> [EXERCISE GOAL]
Rewrite the part of the items that opens with the first line and closes with the line containing "POLYGON ((222 260, 223", substituting "occurrence" for every "instance" and changing nothing else. Give only those lines.

> [DATA SHOWN]
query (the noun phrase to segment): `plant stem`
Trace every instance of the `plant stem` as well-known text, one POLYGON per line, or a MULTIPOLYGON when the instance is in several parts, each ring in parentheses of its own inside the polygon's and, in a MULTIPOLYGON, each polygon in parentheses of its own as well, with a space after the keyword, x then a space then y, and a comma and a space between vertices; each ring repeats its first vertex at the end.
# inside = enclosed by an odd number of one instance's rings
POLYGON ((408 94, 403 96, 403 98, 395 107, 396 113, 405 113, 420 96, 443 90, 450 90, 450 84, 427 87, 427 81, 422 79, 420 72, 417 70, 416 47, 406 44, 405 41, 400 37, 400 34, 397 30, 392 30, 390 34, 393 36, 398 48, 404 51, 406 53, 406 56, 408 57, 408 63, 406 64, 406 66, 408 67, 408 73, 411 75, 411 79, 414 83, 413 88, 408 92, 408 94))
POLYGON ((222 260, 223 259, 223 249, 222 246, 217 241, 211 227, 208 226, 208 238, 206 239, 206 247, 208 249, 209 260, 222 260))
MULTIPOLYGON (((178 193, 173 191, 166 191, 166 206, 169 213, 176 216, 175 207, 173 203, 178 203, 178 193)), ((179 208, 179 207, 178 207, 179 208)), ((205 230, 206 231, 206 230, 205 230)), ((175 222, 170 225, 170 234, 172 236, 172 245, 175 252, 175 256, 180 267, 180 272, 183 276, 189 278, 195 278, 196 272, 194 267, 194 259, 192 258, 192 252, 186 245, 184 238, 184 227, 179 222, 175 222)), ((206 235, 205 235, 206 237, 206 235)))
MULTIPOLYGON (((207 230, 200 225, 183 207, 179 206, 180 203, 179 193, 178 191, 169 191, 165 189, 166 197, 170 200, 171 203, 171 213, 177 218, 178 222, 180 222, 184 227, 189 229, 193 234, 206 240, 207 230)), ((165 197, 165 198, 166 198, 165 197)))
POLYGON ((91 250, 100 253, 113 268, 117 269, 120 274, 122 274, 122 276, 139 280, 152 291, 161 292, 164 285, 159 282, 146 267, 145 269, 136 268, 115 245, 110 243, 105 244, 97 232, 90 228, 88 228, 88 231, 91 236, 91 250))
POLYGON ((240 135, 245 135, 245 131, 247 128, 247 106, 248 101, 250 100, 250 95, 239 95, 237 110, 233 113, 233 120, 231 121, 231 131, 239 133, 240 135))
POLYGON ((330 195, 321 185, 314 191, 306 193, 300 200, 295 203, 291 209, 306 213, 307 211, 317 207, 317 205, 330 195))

> [WRITTEN RESPONSE]
query (the noun phrase to segment): `plant stem`
Trace every occurrence of the `plant stem` as well-known text, one POLYGON per line, or a MULTIPOLYGON when the occurrence is in several parts, each ring in parentheses of its own inside the polygon's and, in a MULTIPOLYGON, each polygon in parentheses of its own as well, with a space after the keyword, x then a space then y, and a comma and a space between vertices; each ring repeats its first vertex at the end.
# inside = enclosed by an odd number of one occurrence's rings
POLYGON ((408 94, 403 96, 403 98, 395 107, 396 113, 405 113, 420 96, 443 90, 450 90, 450 84, 427 87, 427 81, 422 79, 420 72, 417 70, 416 47, 406 44, 405 41, 400 37, 400 34, 397 30, 392 30, 390 34, 393 36, 398 48, 404 51, 406 53, 406 56, 408 57, 408 63, 406 64, 406 66, 408 67, 408 73, 411 75, 411 79, 414 83, 413 88, 408 92, 408 94))
POLYGON ((222 260, 223 259, 223 249, 222 246, 217 241, 211 227, 208 226, 208 238, 206 239, 206 247, 208 249, 209 260, 222 260))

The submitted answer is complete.